== Challenge ==
Count the lines of the records below that contain the word "wooden", and give only that number.

"""

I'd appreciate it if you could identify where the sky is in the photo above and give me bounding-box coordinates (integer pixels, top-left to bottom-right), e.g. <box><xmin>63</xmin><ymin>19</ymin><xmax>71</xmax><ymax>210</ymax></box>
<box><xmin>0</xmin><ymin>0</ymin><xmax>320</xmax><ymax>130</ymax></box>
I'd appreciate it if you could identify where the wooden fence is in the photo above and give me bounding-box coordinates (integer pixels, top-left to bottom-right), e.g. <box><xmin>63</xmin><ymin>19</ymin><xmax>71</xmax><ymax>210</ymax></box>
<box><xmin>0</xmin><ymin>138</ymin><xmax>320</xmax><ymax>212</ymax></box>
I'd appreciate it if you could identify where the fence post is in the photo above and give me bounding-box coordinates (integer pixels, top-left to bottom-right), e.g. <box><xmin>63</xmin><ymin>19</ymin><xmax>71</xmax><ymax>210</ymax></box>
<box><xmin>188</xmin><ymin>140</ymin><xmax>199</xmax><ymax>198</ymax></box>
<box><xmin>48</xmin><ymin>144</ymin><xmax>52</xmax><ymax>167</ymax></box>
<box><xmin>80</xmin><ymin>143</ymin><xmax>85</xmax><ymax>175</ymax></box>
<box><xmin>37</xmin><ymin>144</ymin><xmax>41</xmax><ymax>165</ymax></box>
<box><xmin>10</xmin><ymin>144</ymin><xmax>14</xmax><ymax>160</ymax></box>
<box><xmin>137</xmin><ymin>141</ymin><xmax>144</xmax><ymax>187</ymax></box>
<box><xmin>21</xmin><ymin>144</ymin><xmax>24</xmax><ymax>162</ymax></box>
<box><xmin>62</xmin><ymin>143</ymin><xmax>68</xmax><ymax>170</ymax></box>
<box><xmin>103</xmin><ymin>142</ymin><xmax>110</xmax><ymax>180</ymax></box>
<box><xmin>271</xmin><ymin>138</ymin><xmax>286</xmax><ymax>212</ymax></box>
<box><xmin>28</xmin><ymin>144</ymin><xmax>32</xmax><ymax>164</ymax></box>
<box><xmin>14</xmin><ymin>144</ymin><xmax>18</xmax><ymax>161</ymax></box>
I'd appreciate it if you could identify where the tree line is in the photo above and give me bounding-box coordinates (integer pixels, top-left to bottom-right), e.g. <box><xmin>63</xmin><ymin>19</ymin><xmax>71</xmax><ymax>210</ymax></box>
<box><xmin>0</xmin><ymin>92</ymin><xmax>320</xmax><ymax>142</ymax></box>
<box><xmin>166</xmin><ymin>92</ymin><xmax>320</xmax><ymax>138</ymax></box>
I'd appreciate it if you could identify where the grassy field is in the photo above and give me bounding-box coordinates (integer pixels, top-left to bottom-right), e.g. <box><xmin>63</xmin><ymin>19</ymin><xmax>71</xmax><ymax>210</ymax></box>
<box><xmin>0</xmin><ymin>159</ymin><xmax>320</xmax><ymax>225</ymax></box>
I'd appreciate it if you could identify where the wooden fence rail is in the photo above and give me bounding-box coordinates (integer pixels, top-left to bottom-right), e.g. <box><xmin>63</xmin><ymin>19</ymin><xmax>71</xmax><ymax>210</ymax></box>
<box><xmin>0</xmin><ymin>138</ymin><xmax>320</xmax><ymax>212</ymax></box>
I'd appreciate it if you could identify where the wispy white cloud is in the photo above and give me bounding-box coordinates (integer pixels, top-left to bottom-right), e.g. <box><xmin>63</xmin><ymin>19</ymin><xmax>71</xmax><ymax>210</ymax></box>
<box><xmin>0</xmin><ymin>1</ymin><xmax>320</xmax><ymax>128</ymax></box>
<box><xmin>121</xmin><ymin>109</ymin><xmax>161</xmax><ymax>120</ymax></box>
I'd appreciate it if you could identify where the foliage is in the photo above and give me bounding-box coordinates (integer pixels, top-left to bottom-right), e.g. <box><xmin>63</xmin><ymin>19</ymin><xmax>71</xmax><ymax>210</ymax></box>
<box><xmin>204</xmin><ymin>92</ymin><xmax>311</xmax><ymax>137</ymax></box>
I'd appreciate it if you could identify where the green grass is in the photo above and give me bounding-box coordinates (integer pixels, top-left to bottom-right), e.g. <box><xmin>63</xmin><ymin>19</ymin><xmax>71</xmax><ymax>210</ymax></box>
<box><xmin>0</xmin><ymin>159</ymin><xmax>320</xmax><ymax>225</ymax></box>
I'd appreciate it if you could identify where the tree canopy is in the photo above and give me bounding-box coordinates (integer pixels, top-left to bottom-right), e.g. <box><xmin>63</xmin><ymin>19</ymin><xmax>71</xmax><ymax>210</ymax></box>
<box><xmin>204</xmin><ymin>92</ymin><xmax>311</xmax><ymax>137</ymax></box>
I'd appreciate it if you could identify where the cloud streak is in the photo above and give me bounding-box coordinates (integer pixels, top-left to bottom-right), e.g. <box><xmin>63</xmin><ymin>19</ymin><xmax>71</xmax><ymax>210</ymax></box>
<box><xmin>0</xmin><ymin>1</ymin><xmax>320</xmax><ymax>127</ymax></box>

"""

== Answer for this exercise ==
2